JOB | Every record below should be written out exactly; pictures stay out.

EXERCISE INPUTS |
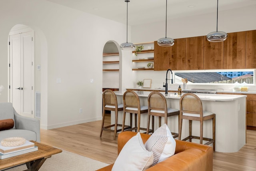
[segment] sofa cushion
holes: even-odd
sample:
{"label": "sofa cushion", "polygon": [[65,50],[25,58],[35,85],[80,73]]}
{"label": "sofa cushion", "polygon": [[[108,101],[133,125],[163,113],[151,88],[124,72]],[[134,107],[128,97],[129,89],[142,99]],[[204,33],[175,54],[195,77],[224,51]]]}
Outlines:
{"label": "sofa cushion", "polygon": [[[7,119],[15,120],[12,104],[11,103],[0,103],[0,119]],[[13,129],[15,129],[15,122]]]}
{"label": "sofa cushion", "polygon": [[152,165],[153,160],[153,152],[146,150],[138,133],[125,144],[112,171],[144,171]]}
{"label": "sofa cushion", "polygon": [[14,121],[12,119],[0,120],[0,131],[10,129],[14,125]]}
{"label": "sofa cushion", "polygon": [[154,153],[152,165],[163,161],[175,152],[176,142],[166,124],[158,128],[145,143],[146,149]]}
{"label": "sofa cushion", "polygon": [[36,141],[36,133],[32,131],[11,129],[1,131],[0,141],[2,139],[10,137],[22,137],[28,141]]}

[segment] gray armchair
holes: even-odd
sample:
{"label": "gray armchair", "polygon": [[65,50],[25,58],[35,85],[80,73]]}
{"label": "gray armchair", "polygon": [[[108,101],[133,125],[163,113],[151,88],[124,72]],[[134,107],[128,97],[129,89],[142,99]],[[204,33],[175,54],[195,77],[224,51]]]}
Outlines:
{"label": "gray armchair", "polygon": [[27,140],[40,142],[40,121],[21,116],[18,113],[11,103],[0,103],[0,120],[12,119],[13,128],[0,131],[0,141],[10,137],[23,137]]}

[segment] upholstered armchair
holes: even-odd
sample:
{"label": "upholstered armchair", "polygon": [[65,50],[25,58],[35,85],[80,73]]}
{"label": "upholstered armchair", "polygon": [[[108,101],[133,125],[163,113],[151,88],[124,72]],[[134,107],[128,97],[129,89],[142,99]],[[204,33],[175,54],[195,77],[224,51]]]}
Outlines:
{"label": "upholstered armchair", "polygon": [[19,115],[11,103],[0,103],[0,141],[17,137],[40,142],[40,120]]}

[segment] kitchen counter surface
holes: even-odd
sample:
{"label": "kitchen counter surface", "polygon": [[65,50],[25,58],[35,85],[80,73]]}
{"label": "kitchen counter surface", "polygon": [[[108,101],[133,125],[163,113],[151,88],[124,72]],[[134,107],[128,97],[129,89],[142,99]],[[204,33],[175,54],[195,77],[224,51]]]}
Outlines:
{"label": "kitchen counter surface", "polygon": [[[165,91],[165,89],[164,87],[163,88],[127,88],[126,89],[130,89],[134,91]],[[182,90],[183,91],[183,90]],[[168,92],[178,92],[178,89],[168,89]],[[256,94],[256,91],[233,91],[231,90],[217,90],[217,93],[234,93],[237,94]]]}
{"label": "kitchen counter surface", "polygon": [[[148,95],[152,92],[150,91],[134,91],[138,94],[139,97],[148,97]],[[114,91],[116,95],[122,95],[125,92],[124,91]],[[160,92],[165,96],[164,92]],[[182,94],[184,94],[184,93]],[[232,94],[208,94],[203,93],[196,93],[196,94],[201,100],[216,101],[227,101],[235,100],[243,98],[246,97],[246,95],[232,95]],[[181,97],[181,95],[178,95],[177,93],[174,92],[168,92],[168,96],[165,96],[166,98],[169,99],[179,99]]]}

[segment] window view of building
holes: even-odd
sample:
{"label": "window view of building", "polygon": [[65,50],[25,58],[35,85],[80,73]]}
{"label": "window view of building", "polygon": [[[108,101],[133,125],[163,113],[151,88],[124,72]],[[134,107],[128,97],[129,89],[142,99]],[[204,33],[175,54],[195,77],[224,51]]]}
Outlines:
{"label": "window view of building", "polygon": [[253,84],[254,72],[176,72],[175,79],[186,78],[192,83]]}

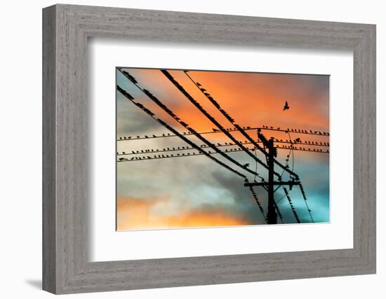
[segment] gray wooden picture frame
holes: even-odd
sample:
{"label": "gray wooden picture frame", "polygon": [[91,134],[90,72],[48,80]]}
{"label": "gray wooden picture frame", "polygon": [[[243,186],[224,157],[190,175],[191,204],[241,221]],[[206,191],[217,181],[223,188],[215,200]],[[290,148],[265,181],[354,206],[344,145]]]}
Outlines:
{"label": "gray wooden picture frame", "polygon": [[[89,37],[354,55],[354,246],[89,262]],[[43,288],[57,294],[375,273],[375,26],[58,4],[43,10]]]}

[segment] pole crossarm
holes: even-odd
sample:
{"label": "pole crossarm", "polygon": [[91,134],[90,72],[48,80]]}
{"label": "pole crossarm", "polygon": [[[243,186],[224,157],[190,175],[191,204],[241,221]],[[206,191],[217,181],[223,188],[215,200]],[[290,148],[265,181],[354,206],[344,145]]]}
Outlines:
{"label": "pole crossarm", "polygon": [[[253,183],[244,183],[244,186],[246,187],[249,186],[268,186],[269,183],[267,181],[262,181],[262,182],[253,182]],[[272,182],[272,184],[276,186],[295,186],[295,185],[300,185],[300,183],[298,181],[274,181]]]}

THE ANSWER |
[segment] sofa cushion
holes: even-odd
sample:
{"label": "sofa cushion", "polygon": [[65,50],[25,58],[35,85],[80,73]]}
{"label": "sofa cushion", "polygon": [[[108,101],[133,125],[163,113],[151,88],[124,72]],[[134,107],[128,97],[129,89],[142,99]],[[204,33],[175,54],[195,77],[224,51]]]}
Outlines:
{"label": "sofa cushion", "polygon": [[[7,119],[15,120],[12,104],[11,103],[0,103],[0,119]],[[13,129],[15,129],[15,122]]]}
{"label": "sofa cushion", "polygon": [[152,165],[153,160],[153,152],[146,150],[138,133],[125,144],[112,171],[144,171]]}
{"label": "sofa cushion", "polygon": [[14,121],[12,119],[0,120],[0,131],[10,129],[14,125]]}
{"label": "sofa cushion", "polygon": [[154,153],[152,165],[163,161],[175,152],[176,142],[166,124],[158,128],[145,143],[146,149]]}
{"label": "sofa cushion", "polygon": [[36,141],[36,133],[32,131],[11,129],[1,131],[0,141],[2,139],[10,137],[22,137],[28,141]]}

[segment] gray armchair
holes: even-odd
sample:
{"label": "gray armchair", "polygon": [[65,50],[25,58],[35,85],[80,73]]}
{"label": "gray armchair", "polygon": [[[108,101],[133,125],[163,113],[151,88],[124,72]],[[134,107],[128,97],[129,89],[142,99]],[[204,33],[175,54],[195,77],[224,51]]]}
Outlines:
{"label": "gray armchair", "polygon": [[27,140],[40,142],[40,121],[21,116],[18,113],[11,103],[0,103],[0,120],[12,119],[13,128],[0,131],[0,141],[10,137],[23,137]]}

[segment] upholstered armchair
holes: even-odd
sample:
{"label": "upholstered armchair", "polygon": [[65,50],[25,58],[35,85],[80,73]]}
{"label": "upholstered armchair", "polygon": [[[108,101],[133,125],[163,113],[151,88],[124,72]],[[134,107],[128,97],[129,89],[142,99]],[[204,33],[175,54],[195,77],[224,51]]]}
Outlines:
{"label": "upholstered armchair", "polygon": [[19,115],[11,103],[0,103],[0,141],[17,137],[40,142],[40,120]]}

[segment] kitchen counter surface
holes: even-odd
sample:
{"label": "kitchen counter surface", "polygon": [[65,50],[25,58],[35,85],[80,73]]}
{"label": "kitchen counter surface", "polygon": [[[108,101],[133,125],[163,113],[151,88],[124,72]],[[134,107],[128,97],[129,89],[142,99]],[[204,33],[175,54],[195,77],[224,51]]]}
Outlines:
{"label": "kitchen counter surface", "polygon": [[[165,91],[165,89],[164,87],[163,88],[127,88],[126,89],[130,89],[134,91]],[[182,90],[183,91],[183,90]],[[168,92],[178,92],[178,89],[168,89]],[[256,94],[256,91],[233,91],[231,90],[217,90],[217,93],[234,93],[237,94]]]}
{"label": "kitchen counter surface", "polygon": [[[148,95],[152,92],[150,91],[134,91],[138,94],[139,97],[148,97]],[[114,91],[116,95],[122,95],[125,92],[124,91]],[[160,92],[165,96],[164,92]],[[182,94],[184,94],[184,93]],[[232,94],[208,94],[203,93],[196,93],[196,94],[201,100],[216,101],[227,101],[235,100],[243,98],[246,97],[246,95],[232,95]],[[181,97],[181,95],[178,95],[177,93],[174,92],[168,92],[168,96],[165,96],[166,98],[169,99],[179,99]]]}

[segment] window view of building
holes: even-odd
sample:
{"label": "window view of building", "polygon": [[65,50],[25,58],[35,85],[80,73]]}
{"label": "window view of building", "polygon": [[[108,101],[133,125],[163,113],[151,88],[124,72]],[[134,107],[128,97],[129,89],[142,99]],[[204,33],[175,54],[195,77],[224,51]]]}
Outlines:
{"label": "window view of building", "polygon": [[253,84],[254,72],[176,72],[175,79],[186,78],[192,83]]}

[segment] gray wooden picture frame
holes: even-odd
sample:
{"label": "gray wooden picture frame", "polygon": [[91,134],[90,72],[48,80]]}
{"label": "gray wooden picture frame", "polygon": [[[243,186],[224,157],[190,175],[191,204],[241,221]],[[206,191],[217,181],[223,188],[215,200]],[[290,148],[265,181],[354,206],[344,145]]]}
Outlines:
{"label": "gray wooden picture frame", "polygon": [[[89,37],[354,55],[354,246],[89,262]],[[43,288],[57,294],[375,273],[375,26],[58,4],[43,10]]]}

[segment] pole crossarm
holes: even-odd
sample:
{"label": "pole crossarm", "polygon": [[91,134],[90,72],[48,80]]}
{"label": "pole crossarm", "polygon": [[[243,186],[224,157],[190,175],[191,204],[241,221]],[[206,191],[217,181],[223,188],[215,200]],[[290,148],[265,181],[354,206],[344,145]]]}
Outlines:
{"label": "pole crossarm", "polygon": [[[253,183],[244,183],[244,186],[246,187],[249,186],[268,186],[269,183],[267,181],[262,181],[262,182],[253,182]],[[272,182],[272,184],[276,186],[295,186],[295,185],[300,185],[300,183],[298,181],[274,181]]]}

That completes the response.